The exercise: Reproduce the records that follow in full, excluding any picture they contain.

· · · · · · ·

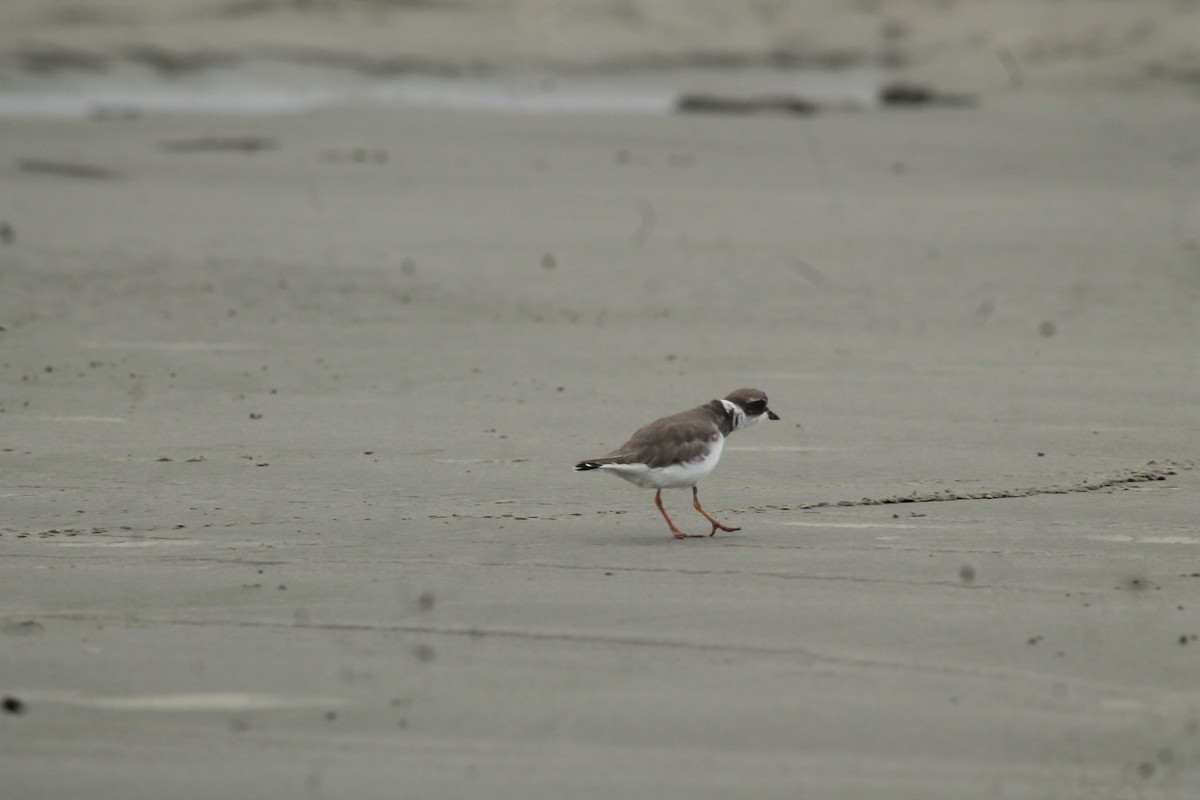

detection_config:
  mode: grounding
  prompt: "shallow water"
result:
[0,60,882,118]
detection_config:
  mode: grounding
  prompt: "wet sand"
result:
[0,79,1200,799]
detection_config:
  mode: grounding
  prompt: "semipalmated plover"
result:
[575,389,779,539]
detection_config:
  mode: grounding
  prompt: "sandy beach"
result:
[0,1,1200,800]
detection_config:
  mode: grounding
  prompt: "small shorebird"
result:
[575,389,779,539]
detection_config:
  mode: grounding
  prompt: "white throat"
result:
[721,399,746,431]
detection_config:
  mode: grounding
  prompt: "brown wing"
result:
[596,405,720,468]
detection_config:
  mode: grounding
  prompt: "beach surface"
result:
[0,2,1200,800]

· · · · · · ·

Response for this exercise:
detection_config:
  mode: grounding
  prompt: "shallow water"
result:
[0,60,882,118]
detection_config:
  mode: grounding
  prompt: "wet sand"
result:
[0,79,1200,799]
detection_config:
  mode: grounding
  prompt: "semipalmated plover"
result:
[575,389,779,539]
detection_config:
  mode: grounding
  prompt: "sandy beach"
result:
[0,1,1200,800]
detection_config:
  mode: grounding
  prompt: "small shorebird"
result:
[575,389,779,539]
detection_config:
  mode: grounding
  prompt: "white throat"
result:
[721,399,746,431]
detection_config:
  mode: grounding
  prompt: "brown wing"
result:
[596,405,720,468]
detection_config:
  mode: grounding
  prompt: "beach surface"
result:
[0,2,1200,800]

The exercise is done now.